■ ИСХОДНЫЙ ТЕКСТ
○ ○ ○ ○ ○ ○ ○
И вот остается Лондонская ложа. Кто ее президент? И кто, кроме президента, имеет право делать авторитетные заявления? Если вы позволите этим двум мальчикам делать то, что они захотят, и не будете им препятствовать, Лондонская ложа умрет от нарушения этики. Собираетесь ли вы придерживаться своей политики совершенного бездействия — или что? Почему бы не созвать совещание Совета, не вызвать этих двоих и не рассказать им, чт'о они наделали и продолжают делать, и не заявить прямо и честно, что вы не можете позволить этому продолжаться долее. Они должны либо работать с вами, либо выйти из Лондонской ложи и жить в Лондоне как два независимых члена, пока Генеральный совет или кто-нибудь еще не займется их делами. Непонятная политика. Вы ведете себя так, словно у вас нет никаких прав. Скажите им, что они должны принять решение или вы напишите донесение в Адьяр, Совету, и пусть там будет известно, что они разрушают последнее отделение в Европе. Если вы не последуете моему совету (советовала в свое время), именно ваше совершенное бездействие и погубит Общество, а не эти 2 челы. Это всё вина мисс Арундейл. Это она испортила их обоих и губит Общество.

Прилагаю письмо от Франца. «Иезуиты»? Я бы сказала так. Они собираются сделать мне предложение 20 апреля. Мы посмотрим и <...>

А теперь, леди и джентльмен, — я кончила. Что еще? Лучше теряйте-ка как можно меньше вашего времени, пока я с вами и жива. Через несколько дней я, возможно, буду с иезуитами и — мертва.

Ваша до счастливого события

Е.П.Б[лаватская].

Ну сообщите же мне, пожалуйста, как там [мисс] Леонард? Пришли ли мои деньги?

 

ПИСЬМО 85

Строго частное и конфиденциальное, не подлежит ни зачитыванию «Тифоном»[2] Бибичем, ни печатанию в «The Times», ни даже нашептыванию Фанни А[рундейл] — «теософско-этической урне с двумя ручками-челами».

Мой дорогой сэр Перси!
○ ○ ○ ○ ○ ○ ○
■ ЗАДАНИЕ
Скопируйте дословно фрагмент исходного текста, начиная со слов «А теперь, леди» и далее до слов «Е.П.Б[лаватская].» включительно.

■ ПРЕДОСТАВЛЕННЫЕ ЗАПИСИ
○ ○ ○ ○ ○ ○ ○
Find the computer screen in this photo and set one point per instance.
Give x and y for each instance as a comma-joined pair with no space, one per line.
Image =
○ ○ ○ ○ ○ ○ ○
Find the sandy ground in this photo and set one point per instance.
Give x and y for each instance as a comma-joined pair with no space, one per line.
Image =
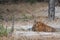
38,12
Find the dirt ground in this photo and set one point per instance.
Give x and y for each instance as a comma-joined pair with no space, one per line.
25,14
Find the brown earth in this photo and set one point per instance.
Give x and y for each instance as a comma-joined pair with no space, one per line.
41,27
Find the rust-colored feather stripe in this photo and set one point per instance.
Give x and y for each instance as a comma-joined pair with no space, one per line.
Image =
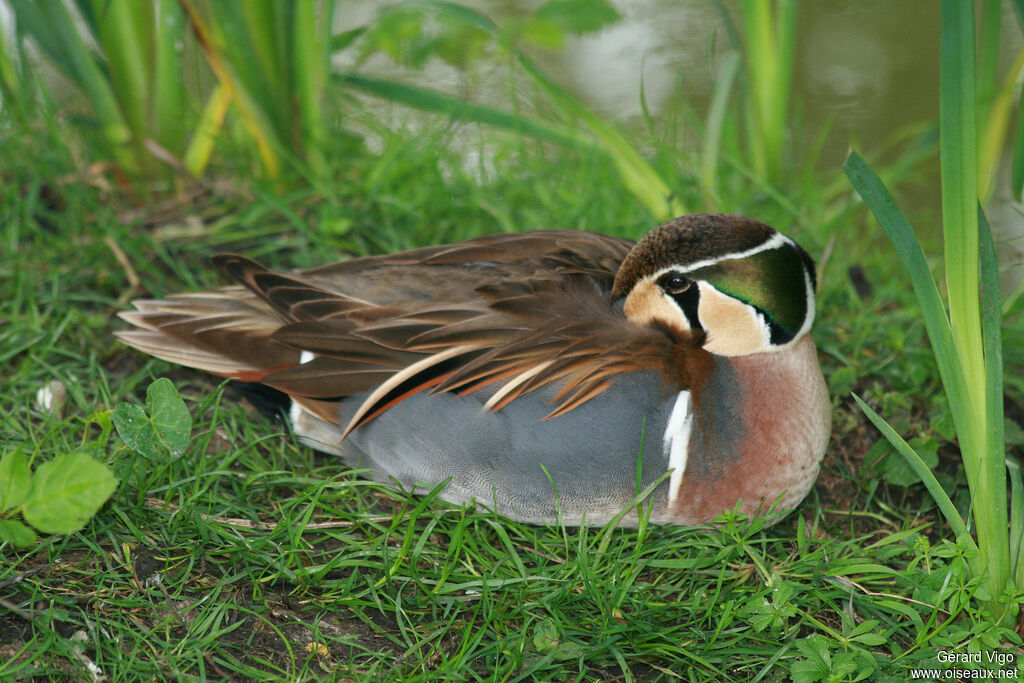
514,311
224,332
○ ○ ○ ○ ○ ○ ○
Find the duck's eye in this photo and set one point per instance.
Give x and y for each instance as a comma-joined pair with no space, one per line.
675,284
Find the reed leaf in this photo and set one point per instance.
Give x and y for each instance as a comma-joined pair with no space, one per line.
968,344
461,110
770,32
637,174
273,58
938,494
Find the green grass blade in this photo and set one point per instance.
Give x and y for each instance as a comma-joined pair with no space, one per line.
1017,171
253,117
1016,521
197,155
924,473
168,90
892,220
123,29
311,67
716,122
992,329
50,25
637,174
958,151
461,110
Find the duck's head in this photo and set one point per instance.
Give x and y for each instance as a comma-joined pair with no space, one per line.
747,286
○ ○ ○ ○ ○ ○ ○
■ ИТОГОВЫЙ РЕЗУЛЬТАТ
А теперь, леди и джентльмен, — я кончила. Что еще? Лучше теряйте-ка как можно меньше вашего времени, пока я с вами и жива. Через несколько дней я, возможно, буду с иезуитами и — мертва.

Ваша до счастливого события

Е.П.Б[лаватская].